___ Provided entries

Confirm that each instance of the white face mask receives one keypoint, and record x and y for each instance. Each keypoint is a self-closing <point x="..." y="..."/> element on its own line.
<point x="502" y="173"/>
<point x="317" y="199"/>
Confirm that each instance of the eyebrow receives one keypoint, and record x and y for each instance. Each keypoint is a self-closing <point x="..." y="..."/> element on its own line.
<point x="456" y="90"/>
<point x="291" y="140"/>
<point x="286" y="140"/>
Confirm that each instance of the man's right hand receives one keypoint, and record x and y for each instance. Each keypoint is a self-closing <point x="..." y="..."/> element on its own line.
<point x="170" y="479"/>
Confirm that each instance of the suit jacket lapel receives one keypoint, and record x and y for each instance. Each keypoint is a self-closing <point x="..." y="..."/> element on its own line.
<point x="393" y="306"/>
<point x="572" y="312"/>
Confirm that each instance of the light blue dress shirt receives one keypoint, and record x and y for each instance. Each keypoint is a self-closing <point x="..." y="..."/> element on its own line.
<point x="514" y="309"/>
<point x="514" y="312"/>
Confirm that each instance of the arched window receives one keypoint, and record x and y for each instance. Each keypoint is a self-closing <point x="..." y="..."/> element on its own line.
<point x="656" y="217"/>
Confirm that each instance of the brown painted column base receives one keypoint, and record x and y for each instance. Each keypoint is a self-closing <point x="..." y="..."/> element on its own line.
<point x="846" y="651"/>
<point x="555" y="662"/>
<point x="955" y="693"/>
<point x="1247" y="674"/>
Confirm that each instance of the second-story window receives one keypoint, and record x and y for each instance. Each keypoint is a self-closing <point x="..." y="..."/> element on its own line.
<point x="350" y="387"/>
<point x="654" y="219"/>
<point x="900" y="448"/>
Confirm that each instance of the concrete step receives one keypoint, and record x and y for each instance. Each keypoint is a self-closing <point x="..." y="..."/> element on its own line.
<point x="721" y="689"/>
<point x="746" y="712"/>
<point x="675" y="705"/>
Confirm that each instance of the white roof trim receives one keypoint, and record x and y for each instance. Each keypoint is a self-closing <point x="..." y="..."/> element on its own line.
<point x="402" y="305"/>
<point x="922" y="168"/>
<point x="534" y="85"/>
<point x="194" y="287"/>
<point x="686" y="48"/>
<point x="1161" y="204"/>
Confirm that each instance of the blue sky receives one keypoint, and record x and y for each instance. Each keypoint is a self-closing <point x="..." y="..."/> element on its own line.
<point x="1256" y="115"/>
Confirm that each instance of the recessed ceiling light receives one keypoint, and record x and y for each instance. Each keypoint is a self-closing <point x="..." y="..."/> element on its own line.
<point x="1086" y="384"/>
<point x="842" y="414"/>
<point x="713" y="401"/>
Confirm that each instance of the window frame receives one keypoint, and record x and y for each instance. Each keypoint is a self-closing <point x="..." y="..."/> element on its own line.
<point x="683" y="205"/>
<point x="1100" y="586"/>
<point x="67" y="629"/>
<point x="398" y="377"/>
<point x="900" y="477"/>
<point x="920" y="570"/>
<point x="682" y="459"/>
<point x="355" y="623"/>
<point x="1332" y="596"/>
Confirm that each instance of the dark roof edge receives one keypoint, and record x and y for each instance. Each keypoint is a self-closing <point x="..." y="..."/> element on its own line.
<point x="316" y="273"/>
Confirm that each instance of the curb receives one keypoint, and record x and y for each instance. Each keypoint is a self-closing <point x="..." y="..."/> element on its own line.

______

Task = From the first line to the last, please write out the entries exactly.

Output for this exercise =
Confirm that each instance of the white face mask receives one keypoint, and record x and y for each instance. Each keypoint is a self-closing <point x="..." y="..."/> element on its own line.
<point x="502" y="173"/>
<point x="317" y="199"/>
Confirm that each instance of the eyebrow receives one keypoint, and record x and y for each instance. Each keypoint is a self-closing <point x="..." y="..."/> element on its own line.
<point x="456" y="90"/>
<point x="291" y="140"/>
<point x="286" y="140"/>
Confirm that each instance of the man's right hand receives one keypoint, and record x and y for each instance. Each keypoint is a self-closing <point x="..." y="..."/> element on its own line.
<point x="170" y="479"/>
Confirm that each instance of the suit jacket lapel receives one keypoint, and record x and y for each instance. Each keypoint is a self-closing <point x="..." y="..."/> element on its own line.
<point x="393" y="306"/>
<point x="572" y="312"/>
Confirm that each instance of the light blue dress shirt receives one keypoint, and record x and y for each instance. Each keypoint is a self-closing <point x="..." y="..."/> element on its own line.
<point x="514" y="309"/>
<point x="514" y="312"/>
Confirm that each instance of the arched window receives one keypoint, and record x and y for each instance. Each keypoint is a self-closing <point x="..." y="..."/> element on its own line.
<point x="656" y="217"/>
Confirm that each instance of the brown painted column base receives one keypoint, and record x and y for each instance. Each keypoint is a self-closing <point x="..." y="..."/> element on its own line.
<point x="846" y="651"/>
<point x="555" y="662"/>
<point x="955" y="693"/>
<point x="1247" y="674"/>
Confirm that each instance of the second-story window receives one keypoint, and record x and y for each instance. Each keypoint is a self-closing <point x="..." y="..."/> element on its own line.
<point x="350" y="387"/>
<point x="654" y="219"/>
<point x="900" y="448"/>
Confirm that each instance of the concrete step receives one keypoint, and record x and y for each instance. Each keypoint is a self-closing <point x="..." y="..."/> element on its own line.
<point x="721" y="689"/>
<point x="746" y="712"/>
<point x="675" y="705"/>
Confirm that each instance of the white roof trim receives one keypoint, and record x and y for each instance. Each keypoint is a self-closing <point x="..." y="..."/> element on its own line.
<point x="402" y="305"/>
<point x="922" y="168"/>
<point x="534" y="85"/>
<point x="194" y="287"/>
<point x="686" y="48"/>
<point x="1161" y="204"/>
Confirm that each instance of the blue sky receives one keypoint, and record x and y for each instance. Each keypoint is a self-closing <point x="..." y="..."/> element on its own line.
<point x="1256" y="115"/>
Confirm that each instance of the recessed ceiling light receives one keypoint, and record x and y for each instance. Each keypoint is a self-closing <point x="..." y="..."/> element on its own line.
<point x="1086" y="384"/>
<point x="842" y="414"/>
<point x="713" y="401"/>
Confirm that each instance of the window frame receives one keypoint, and record x and y for each instance. Each keypoint is a self-closing <point x="..." y="..."/> element on its own line.
<point x="683" y="205"/>
<point x="1100" y="586"/>
<point x="67" y="629"/>
<point x="398" y="377"/>
<point x="900" y="477"/>
<point x="920" y="570"/>
<point x="682" y="459"/>
<point x="355" y="623"/>
<point x="1332" y="596"/>
Confirm that each instance of the dark roof edge receives one keypoint, and record x and y for each instance. Each keypoint is a self-closing <point x="..." y="..."/> element on its own line.
<point x="316" y="273"/>
Confirm that each instance of the curb receives one keypoint, and record x and y for each instance. Each keypoint is a self-closing <point x="..." y="..."/> element on its own line.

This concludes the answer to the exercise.